Exercise aim -> Reproduce the material in full, unchanged.
═══
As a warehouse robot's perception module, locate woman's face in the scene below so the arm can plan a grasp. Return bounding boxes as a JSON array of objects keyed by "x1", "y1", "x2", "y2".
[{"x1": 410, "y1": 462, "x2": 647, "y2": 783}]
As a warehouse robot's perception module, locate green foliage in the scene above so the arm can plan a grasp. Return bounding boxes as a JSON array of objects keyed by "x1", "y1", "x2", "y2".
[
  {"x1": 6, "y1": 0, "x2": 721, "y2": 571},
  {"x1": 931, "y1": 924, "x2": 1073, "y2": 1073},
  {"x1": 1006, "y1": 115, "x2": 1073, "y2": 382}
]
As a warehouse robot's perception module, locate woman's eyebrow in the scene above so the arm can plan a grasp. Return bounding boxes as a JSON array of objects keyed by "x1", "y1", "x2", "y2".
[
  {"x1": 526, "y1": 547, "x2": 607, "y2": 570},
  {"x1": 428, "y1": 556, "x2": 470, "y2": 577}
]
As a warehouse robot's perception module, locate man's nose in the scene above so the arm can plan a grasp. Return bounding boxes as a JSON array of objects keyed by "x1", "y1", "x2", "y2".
═══
Answer below ->
As a warehouse robot's perception module, locate woman's face in the scene below so the arm can plan a grasp. Return bounding boxes as a JSON array of objects keyed by "x1", "y1", "x2", "y2".
[{"x1": 410, "y1": 462, "x2": 647, "y2": 783}]
As a warehouse robot's perception module, locate green foliage in the scene above so the arm can plan a grasp. Return bounding boxes as a JSON array of objects keyed by "x1", "y1", "x2", "y2".
[
  {"x1": 6, "y1": 0, "x2": 721, "y2": 571},
  {"x1": 931, "y1": 924, "x2": 1073, "y2": 1073},
  {"x1": 1006, "y1": 115, "x2": 1073, "y2": 382}
]
As a warehouse robot's perception module, locate woman's eyebrow in the scene above so the arm can plan a grasp. Return bounding boxes as a JSON array of objects keyed by "x1", "y1", "x2", "y2".
[
  {"x1": 526, "y1": 547, "x2": 607, "y2": 570},
  {"x1": 428, "y1": 556, "x2": 470, "y2": 577}
]
As a warehouse robot's perception module, locate man's nose in the scene above so the arm can plan a grasp. Return bounding boxes as a JSON array of objects keyed by "x1", "y1", "x2", "y2".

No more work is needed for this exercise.